* [SOURCE DOCUMENT]:
· · · · · · ·

How I Didn’t Become A Yoga Teacher

Let me take you back to the year 2003. Strap on your vortex manipulator and off we go! It’s a drizzly Saturday in 2003.

I was almost finished with my yoga teacher training, when my teacher asked me to fill in for him in one of his courses. I did not feel ready at all (which is the relaxed version of saying I was quite shocked), but since he trusted me, I went for it.

Picture it: A yoga class with over 60 people and a super nervous me. I was well prepared, but didn’t expect how profoundly this debut would shape my future. As I began to teach the class the way I had learned it – standing in front of the class, showing the poses and explaining roughly what I was doing – it hit me:  SOMETHING IS WRONG.

Picture it: A yoga class with over 60 people and a super nervous me. I was well prepared, but didn’t expect how profoundly this debut would shape my future.

The majority of the group didn’t have an unobstructed view on me. They were turning their heads in upside down poses or crawling off their mat to look past the people in front of them. Not what you call a smooth flow.

As a result, I began to explain in more detail. That worked much better. But then I spotted tension in someone’s shoulders. A neck that was longing for more space. A spine that wanted more support from the belly. Some people were far off in their thought world, not feeling what they were doing. Others were mainly focused on me trying to copy what I did instead of being with themselves to enjoy their own experience.

All these bits of information made me realize that I can’t do that. Not like this.

I spontaneously stopped showing the poses and walked right into the crowd. I couldn’t stay in front of the class doing my thing while the group needed me to give them space to focus on the one person they came to take care of in the first place: themselves.

All my improv skills were challenged to guide through the class step by step with verbal instruction only. It was hard since I hadn’t learned to be so precise and unambiguous with my descriptions. However, I stuck to it and explained every step, every arm position in various ways to make sure everyone knew what I meant. What happened? They began to focus on themselves and truly felt the stretches, the power and the release in their body. It was wonderful. So far, so good.

Then we did a balancing pose and quite a few had trouble and fell – as we all do. When I saw their reactions, I saw frustration and anger. So I felt I had to offer them another choice: How about using this as a chance to practice a calm state of mind while facing a challenge because neither frustration nor anger are useful here. I suggested that these emotions don’t prevent us from falling and just make us unhappy for no reason…so why not go a different way and begin to play and have fun. In my very first class ever, I focussed on sharing a balanced state of mind while guiding through the poses only with words.

· · · · · · ·

* [EXTRACTED ENTRIES]:
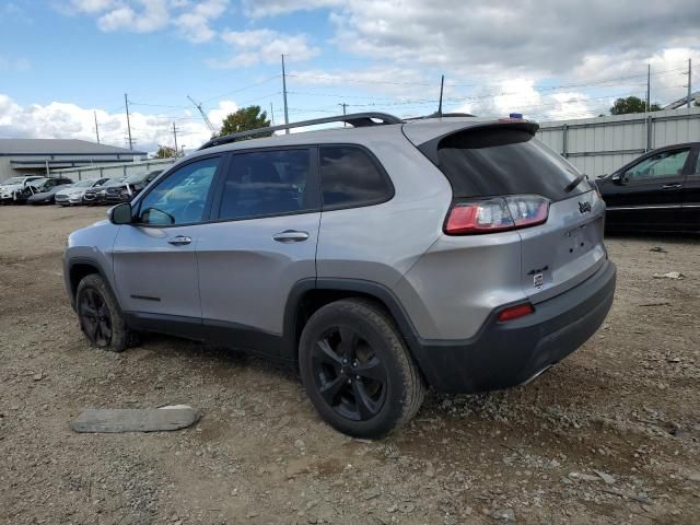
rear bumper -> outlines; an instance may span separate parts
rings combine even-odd
[[[615,294],[616,268],[606,261],[578,287],[506,323],[493,312],[465,341],[418,340],[415,357],[439,392],[467,394],[526,383],[583,345],[603,324]]]

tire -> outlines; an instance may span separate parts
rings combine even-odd
[[[75,292],[80,329],[91,347],[122,352],[135,341],[114,293],[97,273],[84,277]]]
[[[392,318],[368,300],[341,300],[314,313],[302,331],[299,364],[318,413],[349,435],[385,436],[423,401],[422,376]]]

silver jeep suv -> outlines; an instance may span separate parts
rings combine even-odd
[[[330,121],[352,127],[238,140]],[[616,275],[603,200],[537,129],[354,114],[212,139],[70,235],[80,326],[108,350],[155,331],[293,363],[364,438],[428,385],[524,384],[595,332]]]

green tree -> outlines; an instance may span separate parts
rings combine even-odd
[[[217,136],[222,137],[224,135],[240,133],[241,131],[267,128],[268,126],[270,126],[270,120],[267,118],[267,113],[260,110],[260,106],[242,107],[224,118],[223,126]],[[271,135],[272,133],[260,133],[257,137],[269,137]]]
[[[177,156],[177,151],[175,151],[175,148],[171,148],[170,145],[158,147],[158,151],[155,152],[156,159],[170,159],[172,156]]]
[[[639,96],[628,96],[627,98],[618,98],[610,108],[611,115],[627,115],[628,113],[645,113],[646,102]],[[650,110],[658,112],[661,106],[652,104]]]

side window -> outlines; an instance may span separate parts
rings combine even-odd
[[[187,224],[202,220],[205,203],[221,158],[196,161],[173,172],[141,200],[142,224]]]
[[[237,153],[229,163],[219,219],[316,210],[317,194],[310,150]]]
[[[664,151],[644,159],[639,164],[629,168],[625,177],[631,183],[644,182],[652,178],[676,177],[681,174],[682,166],[690,150]]]
[[[324,207],[345,208],[387,200],[393,188],[372,159],[360,148],[319,148]]]

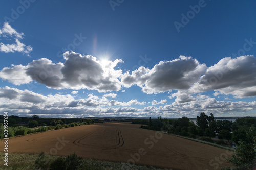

· · · · · · ·

* [INSTRUCTION 1]:
Put the lines of the records, starting at the line containing "silver jeep suv" and ending at the end of the records, into a JSON list of strings with one string per line and blank lines omitted. Leave the pictures out of the answer.
* [INSTRUCTION 2]:
Write a continuation of the account of the first yoga class, picking up right after its final sentence.

* [WRITTEN ANSWER 1]:
[
  "silver jeep suv -> outlines; an instance may span separate parts",
  "rings combine even-odd",
  "[[[330,121],[352,127],[238,140]],[[616,275],[603,200],[537,129],[354,114],[212,139],[70,235],[80,326],[108,350],[155,331],[293,363],[364,438],[428,385],[524,384],[595,332]]]",
  "green tree -> outlines; an instance may span separate parts",
  "rings combine even-odd",
  "[[[217,136],[222,137],[224,135],[240,133],[241,131],[267,128],[268,126],[270,126],[270,120],[267,118],[267,113],[260,110],[260,106],[242,107],[224,118],[223,126]],[[271,135],[272,133],[260,133],[257,137],[269,137]]]",
  "[[[177,156],[177,151],[175,151],[175,148],[171,148],[170,145],[158,147],[158,151],[155,152],[156,159],[170,159],[172,156]]]",
  "[[[639,96],[628,96],[627,98],[618,98],[610,108],[611,115],[627,115],[628,113],[645,113],[646,102]],[[650,110],[658,112],[661,106],[652,104]]]",
  "side window -> outlines; an instance may span separate parts",
  "rings combine even-odd",
  "[[[187,224],[202,220],[205,203],[221,158],[196,161],[173,172],[141,200],[142,224]]]",
  "[[[237,153],[229,163],[219,219],[316,210],[317,194],[310,150]]]",
  "[[[664,151],[644,159],[639,164],[629,168],[625,177],[631,183],[644,182],[652,178],[676,177],[681,174],[682,166],[690,150]]]",
  "[[[324,207],[345,208],[387,200],[393,188],[372,159],[360,148],[319,148]]]"
]

* [WRITTEN ANSWER 2]:
Many years later Tom and I called the mindset training „Space“. We felt that space is fitting because you don’t see it and can’t touch it but it is essential – like the state of mind is crucial to creating a happy life. Also, the idea of Space pervading each Heaven & Earth class is so fitting – the mindset is our utmost priority. Find out more about our classes.

After class – to my surprise – I got amazing feedback. They told me, they hadn’t ever had the chance to focus on themselves like this. They told me they had never felt so fresh, relaxed, clear and strong after class. They even asked me where I teach because they wanted to come to my classes from now on. Wow. I was blown away and not ready for this.

When Tom picked me up I told him about my experience and we knew what we had to do: Work on a completely new way of sharing this practice – verbal only plus addressing the state of mind while guiding through the movements.

It was a long process during which many times I woke up at night because my mind was still refining my choice of words and descriptions. But it worked out and the sleepless nights were worth it.

Benefits of Verbal Guidance for the Group

Verbal guidance (and I will talk about the choice of the word „guidance“ instead of „teaching“ in a moment) gives everyone in the group (not only the front row) the chance to follow easily. Each space in the room is equally good.

Also, you can focus on yourself completely instead of splitting your attention between the teacher and yourself. Focussing on yourself completely results in even more benefits like: no comparison of your flexibility/strength to a teacher or fellow participant, no risk of injury, no unfortunate twisting and turning the head to see what the teacher is showing and you allow yourself to do everything your own way instead of trying to copy someone else.

Being guided step by step, detail by detail, triggers a deep state of mindfulness and every tendency of automatic behavior (habitually moving from dog to cobra etc.) melts away and gives room to a conscious, informed decision based on what is here now because if you are tired you’ll make a different choice than when you feel energized.

Benefits of Verbal Guidance for the Guide

A good thing always goes both ways: There are major benefits for the guide as well. As a guide, you don’t need to feel super fit and flexible each day and prove to your group how awesome your poses are.

You don’t have struggle how to be there for the group, while showing the pose in the front. Instead, you can connect to everyone (not only with the first row), walk up to everyone offering individual suggestions.

By using only the voice to guide, the physical gets out of the way completely.

You can share Yuna no matter what you bring to class physically (yes, you can share Yuna even when you are in a wheelchair or can’t move all of your limbs) because you are not a performer on a stage.

Instead, you are an inspiration to others, invite them to go beyond the pyhsical and competitive attitude of our world and begin to play and enjoy.

A Yuna Guide empowers others to do the practice in their own unique way – just like they live their lives. You’ll describe little details that go overlooked when only shown in a demo. By pointing out the little things, you make it so easy for everyone to stay mindful of what is going on – that’s how you transform movement into a meditation instead of name dropping (go into your chaturanga, inhale cobra, exhale down dog) where it is so easy to become mechanical.

Teacher vs. Guide

When I am guiding through a class, I am not a teacher or an instructor. And certainly no guru. I don’t pretend to know more than my group or know what’s best for others and am not on a stage posing. Instead, I am side by side with my group offering suggestions and encouragement to trust themselves (again).

I can be there for my group 100% and connect with everyone through the heart. My job is to support and encourage everyone to not listen to me but instead, to listen to the voice of the heart within themselves.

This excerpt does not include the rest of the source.